■ What to work on ■
**a)** Answer these questions about the passage on North Korea intelligence estimates:
(i) In what year did the Central Intelligence Agency first conclude that North Korea had produced enough plutonium for at least one, and possibly two, nuclear weapons?
(ii) In what month and year did an unclassified version of a National Intelligence Estimate state that the Intelligence Community had judged in the mid-1990s that North Korea had produced one, possibly two, nuclear weapons?
(iii) On what date did the CIA give the Congress an unclassified assessment saying North Korea had one or possibly two weapons using plutonium produced prior to 1992?
**b)** Carry on the passage about shifting North Korea intelligence estimates from the point where it stops.

■ Selected passage ■
-.-.-

3) Point 2) is also supported by Pollack’s account of the changes in intelligence conclusions about N. Korea that occurred immediately upon Bush taking office: “The reporting on the North’s nuclear weapons program varied little during the 1990s, but estimates released since 2001 have been highly inconsistent. In 1993, the Central Intelligence Agency first concluded that in the late 1980s “North Korea . . . ha[d] produced enough plutonium for at least one, and possibly two, nuclear weapons.” This judgment was reaffirmed in all unclassified intelligence assessments throughout the latter half of the 1990s, up to intelligence reporting in mid-2001. Though the CIA assessment was widely interpreted as evidence that North Korea had one or two nuclear weapons in its possession, neither the intelligence community nor any senior U.S. official offered a definitive statement to this effect during the remainder of the 1990s. However, the intelligence community assessment shifted noticeably in December 2001, when an unclassified version of a National Intelligence Estimate (NIE) asserted that “[t]he Intelligence Community judged in the mid-1990s that North Korea had produced one, possibly two, nuclear weapons.” Subsequent intelligence reporting further altered earlier estimates. In an unclassified assessment provided to the Congress on 19 November 2002, the CIA stated: “The U.S. . . . has assessed since the early 1990s that the North has one or possibly two [nuclear] weapons using plutonium it produced prior to 1992.” So for many years intelligence said N. Korea had produced enough plutonium for one or two nuclear weapons; after Bush 43 took office it was asserted that not just plutonium but weapons themselves had been produced; and, finally, the date of successful production of weapons is moved earlier and earlier. This is the familiar Bush 43 M.O.; threats are magnified by reinterpreting intelligence to produce the worst possible scenario and encourage support for a “hard-line” policy.

-.-.-

■ Extracted entries ■
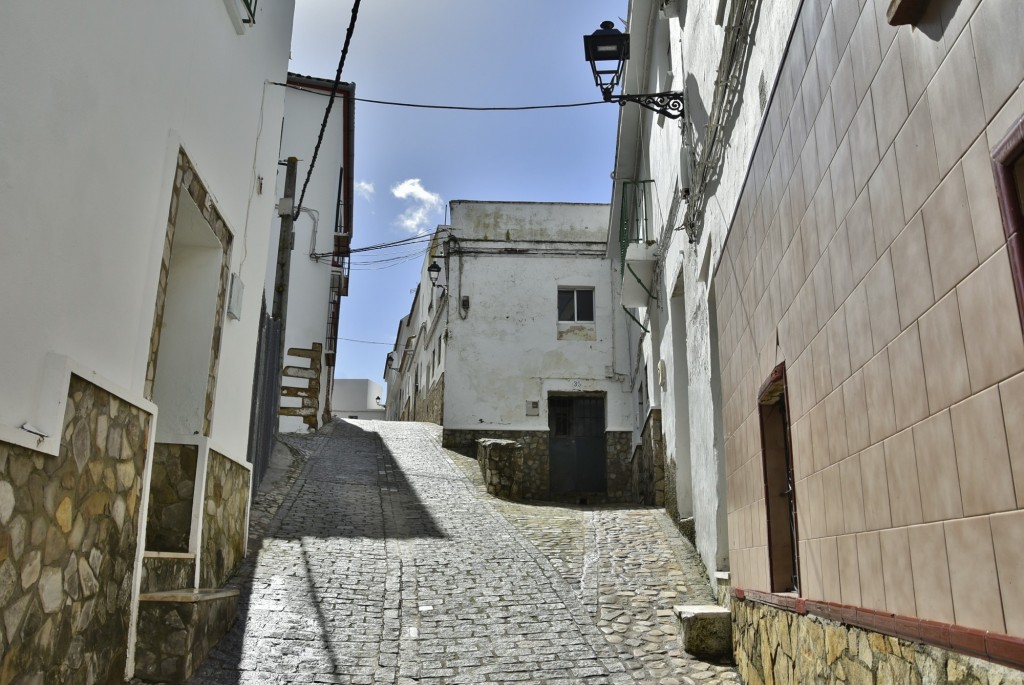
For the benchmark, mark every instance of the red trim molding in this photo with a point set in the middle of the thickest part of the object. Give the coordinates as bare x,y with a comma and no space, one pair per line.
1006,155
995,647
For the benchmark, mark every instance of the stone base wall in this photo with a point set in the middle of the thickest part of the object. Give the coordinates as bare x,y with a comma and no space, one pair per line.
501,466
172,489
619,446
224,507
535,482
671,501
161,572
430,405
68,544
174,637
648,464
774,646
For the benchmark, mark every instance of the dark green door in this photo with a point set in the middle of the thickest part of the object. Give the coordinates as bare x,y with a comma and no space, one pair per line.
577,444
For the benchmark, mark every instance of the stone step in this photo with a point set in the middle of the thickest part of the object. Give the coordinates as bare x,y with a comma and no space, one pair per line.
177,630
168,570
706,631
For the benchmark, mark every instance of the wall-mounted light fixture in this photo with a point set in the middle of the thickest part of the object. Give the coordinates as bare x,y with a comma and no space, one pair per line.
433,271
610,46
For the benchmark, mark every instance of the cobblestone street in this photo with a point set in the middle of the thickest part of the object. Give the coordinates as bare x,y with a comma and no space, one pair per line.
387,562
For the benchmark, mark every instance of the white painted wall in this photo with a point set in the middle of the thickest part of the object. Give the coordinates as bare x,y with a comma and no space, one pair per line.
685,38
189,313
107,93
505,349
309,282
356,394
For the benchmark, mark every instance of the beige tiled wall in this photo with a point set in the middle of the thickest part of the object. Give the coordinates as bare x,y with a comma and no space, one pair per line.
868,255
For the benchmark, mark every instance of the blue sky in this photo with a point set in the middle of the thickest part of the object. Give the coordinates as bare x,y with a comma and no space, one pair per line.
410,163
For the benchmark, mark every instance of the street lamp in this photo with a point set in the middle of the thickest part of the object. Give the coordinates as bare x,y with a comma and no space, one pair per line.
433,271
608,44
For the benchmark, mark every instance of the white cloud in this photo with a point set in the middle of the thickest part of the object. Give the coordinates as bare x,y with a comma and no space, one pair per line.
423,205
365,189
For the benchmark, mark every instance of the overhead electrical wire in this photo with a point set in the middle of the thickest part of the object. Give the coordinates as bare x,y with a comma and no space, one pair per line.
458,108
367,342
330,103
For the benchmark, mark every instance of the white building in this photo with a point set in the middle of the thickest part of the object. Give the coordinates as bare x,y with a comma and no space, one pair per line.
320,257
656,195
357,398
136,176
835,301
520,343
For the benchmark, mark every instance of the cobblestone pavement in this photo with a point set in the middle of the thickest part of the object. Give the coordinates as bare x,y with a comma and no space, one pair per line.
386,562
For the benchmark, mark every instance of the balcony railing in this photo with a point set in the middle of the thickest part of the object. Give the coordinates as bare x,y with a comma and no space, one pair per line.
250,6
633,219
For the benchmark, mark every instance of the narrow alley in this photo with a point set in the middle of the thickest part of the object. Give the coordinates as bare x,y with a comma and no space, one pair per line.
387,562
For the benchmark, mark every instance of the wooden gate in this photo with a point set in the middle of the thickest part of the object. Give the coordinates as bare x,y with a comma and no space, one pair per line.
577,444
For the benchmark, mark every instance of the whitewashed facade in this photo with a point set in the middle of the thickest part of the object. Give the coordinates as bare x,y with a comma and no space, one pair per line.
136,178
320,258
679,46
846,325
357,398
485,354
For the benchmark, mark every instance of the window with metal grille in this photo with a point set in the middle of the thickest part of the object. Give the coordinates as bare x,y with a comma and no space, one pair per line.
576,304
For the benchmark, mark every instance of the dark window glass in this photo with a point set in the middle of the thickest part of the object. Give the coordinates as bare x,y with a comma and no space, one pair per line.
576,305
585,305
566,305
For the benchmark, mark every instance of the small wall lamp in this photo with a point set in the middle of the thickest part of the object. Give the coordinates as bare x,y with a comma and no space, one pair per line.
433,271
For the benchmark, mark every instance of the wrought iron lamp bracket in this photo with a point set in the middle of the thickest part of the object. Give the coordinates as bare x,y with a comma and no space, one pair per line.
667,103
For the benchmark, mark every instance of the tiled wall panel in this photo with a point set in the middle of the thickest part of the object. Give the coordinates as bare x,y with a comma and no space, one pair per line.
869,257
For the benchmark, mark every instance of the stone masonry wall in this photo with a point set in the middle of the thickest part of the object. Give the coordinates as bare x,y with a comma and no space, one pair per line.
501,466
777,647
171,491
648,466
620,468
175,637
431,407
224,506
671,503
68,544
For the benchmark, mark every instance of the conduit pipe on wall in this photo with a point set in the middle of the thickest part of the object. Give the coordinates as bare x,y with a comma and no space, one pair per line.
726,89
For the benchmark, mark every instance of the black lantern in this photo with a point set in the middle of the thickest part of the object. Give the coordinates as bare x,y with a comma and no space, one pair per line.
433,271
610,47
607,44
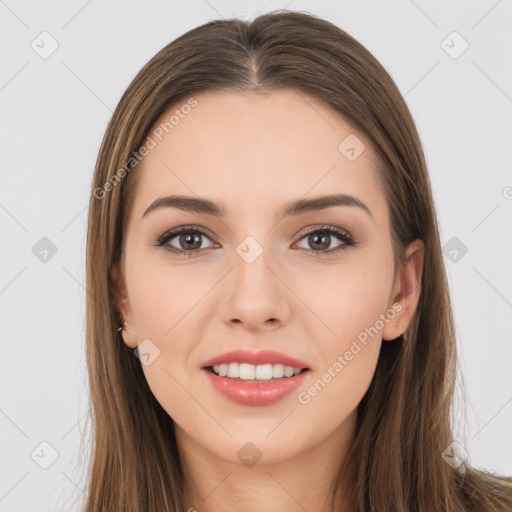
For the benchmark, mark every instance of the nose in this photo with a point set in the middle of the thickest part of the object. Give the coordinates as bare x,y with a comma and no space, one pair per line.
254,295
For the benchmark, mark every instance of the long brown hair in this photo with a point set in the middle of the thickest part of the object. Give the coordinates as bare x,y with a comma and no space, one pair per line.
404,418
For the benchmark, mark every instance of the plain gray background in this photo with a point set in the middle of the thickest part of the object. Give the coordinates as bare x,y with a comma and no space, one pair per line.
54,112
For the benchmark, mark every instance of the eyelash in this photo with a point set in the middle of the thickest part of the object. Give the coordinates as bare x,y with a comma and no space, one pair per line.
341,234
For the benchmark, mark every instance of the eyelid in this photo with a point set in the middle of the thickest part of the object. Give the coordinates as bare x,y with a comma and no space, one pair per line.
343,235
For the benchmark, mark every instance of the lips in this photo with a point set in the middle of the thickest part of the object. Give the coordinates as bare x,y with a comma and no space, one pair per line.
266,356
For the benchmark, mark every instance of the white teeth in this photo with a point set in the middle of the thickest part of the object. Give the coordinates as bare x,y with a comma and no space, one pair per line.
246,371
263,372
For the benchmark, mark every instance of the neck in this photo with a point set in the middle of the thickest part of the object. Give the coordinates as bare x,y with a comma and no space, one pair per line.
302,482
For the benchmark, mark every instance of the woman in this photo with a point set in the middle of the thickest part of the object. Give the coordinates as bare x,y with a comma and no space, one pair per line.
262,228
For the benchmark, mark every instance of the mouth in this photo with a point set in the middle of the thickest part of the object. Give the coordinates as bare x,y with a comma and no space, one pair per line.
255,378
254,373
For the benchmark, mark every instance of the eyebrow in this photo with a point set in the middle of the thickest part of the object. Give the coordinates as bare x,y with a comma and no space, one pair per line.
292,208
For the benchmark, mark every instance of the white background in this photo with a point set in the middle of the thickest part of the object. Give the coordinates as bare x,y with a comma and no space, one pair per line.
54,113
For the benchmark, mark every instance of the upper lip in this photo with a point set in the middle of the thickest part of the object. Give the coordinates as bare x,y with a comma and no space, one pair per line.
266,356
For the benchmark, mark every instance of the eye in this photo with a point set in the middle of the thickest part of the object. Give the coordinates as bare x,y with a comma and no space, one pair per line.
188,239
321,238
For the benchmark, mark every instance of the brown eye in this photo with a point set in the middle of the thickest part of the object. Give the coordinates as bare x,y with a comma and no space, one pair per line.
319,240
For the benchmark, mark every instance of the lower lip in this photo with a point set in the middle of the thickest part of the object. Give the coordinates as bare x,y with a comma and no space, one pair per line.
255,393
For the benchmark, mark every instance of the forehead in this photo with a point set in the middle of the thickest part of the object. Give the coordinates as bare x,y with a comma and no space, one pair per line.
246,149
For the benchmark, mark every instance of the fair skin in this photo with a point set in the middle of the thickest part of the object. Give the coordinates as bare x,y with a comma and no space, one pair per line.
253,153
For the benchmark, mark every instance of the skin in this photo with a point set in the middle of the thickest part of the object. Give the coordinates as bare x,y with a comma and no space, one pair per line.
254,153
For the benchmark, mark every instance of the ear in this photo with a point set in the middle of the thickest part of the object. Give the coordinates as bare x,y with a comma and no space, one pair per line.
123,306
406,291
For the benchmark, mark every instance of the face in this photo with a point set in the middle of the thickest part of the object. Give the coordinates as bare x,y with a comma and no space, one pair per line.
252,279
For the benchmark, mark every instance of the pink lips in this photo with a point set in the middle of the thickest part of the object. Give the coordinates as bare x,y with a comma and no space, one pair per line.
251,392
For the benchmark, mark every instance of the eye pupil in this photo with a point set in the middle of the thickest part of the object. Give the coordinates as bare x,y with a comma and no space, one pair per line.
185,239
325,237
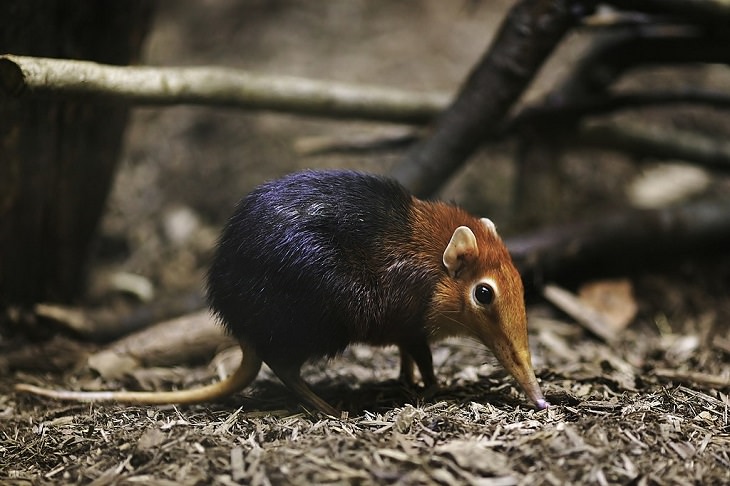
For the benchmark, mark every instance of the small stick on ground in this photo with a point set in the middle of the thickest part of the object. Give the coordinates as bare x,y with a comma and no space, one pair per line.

-.-.-

■ Answers for the exercise ■
**a)**
(i) 1993
(ii) December 2001
(iii) 19 November 2002

**b)**
4) Finally, Harrison made an important point that the Bush 43 confrontation over an alleged uranium enrichment program was precisely the wrong priority because the major threat from N. Korea involved their use of plutonium and advancing their plutonium program: “Right now, however, the United States confronts the disturbing immediate reality that the breakdown of the 1994 freeze agreement has made the United States less secure. The danger posed by North Korea's extant plutonium program has grown since the United States announced it was no longer bound by the Agreed Framework, and it is much greater than the hypothetical threat posed by a suspected uranium-enrichment program about which little is known. It is high time for the United States to switch course and deal with North Korea's plutonium first. Only after a relaxation of tensions with Pyongyang, through step-by-step mutual concessions, is the full truth about its uranium capabilities likely to be known, and only then can definitive action be taken to put the North Korean nuclear genie back in the bottle.” [The plutonium vs. uranium enrichment paths to nuclear weapons is discussed by Pollack, p. 30.]

I conclude from all this that Bush 43 North Korea policy is an excellent example of my primary contention that Pseudo-Conservatives can’t do foreign policy because they reduce the many basic tools of foreign policy to military threats, military action and “tough” posturing. In many ways foreign policy “hard-liners” resemble insecure, dysfunctional parents who try to raise their children through repetitive displays of “toughness” and harsh discipline; but behind the façade of “toughness” lays weakness and insecurity.